(Recorded data)
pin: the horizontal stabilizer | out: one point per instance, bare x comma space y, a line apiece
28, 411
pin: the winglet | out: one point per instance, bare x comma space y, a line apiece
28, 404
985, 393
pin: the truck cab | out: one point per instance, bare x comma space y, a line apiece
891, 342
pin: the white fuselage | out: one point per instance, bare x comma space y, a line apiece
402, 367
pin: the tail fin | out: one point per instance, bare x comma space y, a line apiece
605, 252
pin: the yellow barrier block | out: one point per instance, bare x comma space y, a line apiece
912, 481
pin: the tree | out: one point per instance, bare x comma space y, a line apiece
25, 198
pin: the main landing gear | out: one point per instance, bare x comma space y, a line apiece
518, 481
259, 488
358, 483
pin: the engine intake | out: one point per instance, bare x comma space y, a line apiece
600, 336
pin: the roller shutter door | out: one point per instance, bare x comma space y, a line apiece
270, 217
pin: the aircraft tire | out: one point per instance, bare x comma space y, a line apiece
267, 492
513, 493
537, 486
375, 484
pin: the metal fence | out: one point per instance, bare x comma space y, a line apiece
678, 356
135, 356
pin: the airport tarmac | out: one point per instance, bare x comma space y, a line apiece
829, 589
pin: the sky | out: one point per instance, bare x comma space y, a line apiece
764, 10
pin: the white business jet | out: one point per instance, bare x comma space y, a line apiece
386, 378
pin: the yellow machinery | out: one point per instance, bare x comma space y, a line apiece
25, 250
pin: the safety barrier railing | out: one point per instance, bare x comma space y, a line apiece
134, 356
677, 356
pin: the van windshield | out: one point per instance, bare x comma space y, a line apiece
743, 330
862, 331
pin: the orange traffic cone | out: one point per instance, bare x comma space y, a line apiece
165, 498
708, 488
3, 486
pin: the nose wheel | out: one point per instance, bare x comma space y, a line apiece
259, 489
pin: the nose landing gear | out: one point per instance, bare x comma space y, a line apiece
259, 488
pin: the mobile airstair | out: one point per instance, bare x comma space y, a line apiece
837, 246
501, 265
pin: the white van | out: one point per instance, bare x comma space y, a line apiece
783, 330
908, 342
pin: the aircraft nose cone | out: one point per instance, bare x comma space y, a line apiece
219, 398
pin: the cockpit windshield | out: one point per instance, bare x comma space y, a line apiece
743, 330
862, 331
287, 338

» WHAT TO PRODUCE:
Make an exact copy of each line, beginning at the one containing "pin: the aircraft nose" and ending with the last line of the data, and of no other line.

» SOLVED EXERCISE:
pin: the aircraft nose cone | out: one point per instance, bare x comma space y, a line apiece
219, 398
pin: the cockpit windshield | out: one point per instance, bare x comma space y, a line apiece
743, 330
862, 331
287, 338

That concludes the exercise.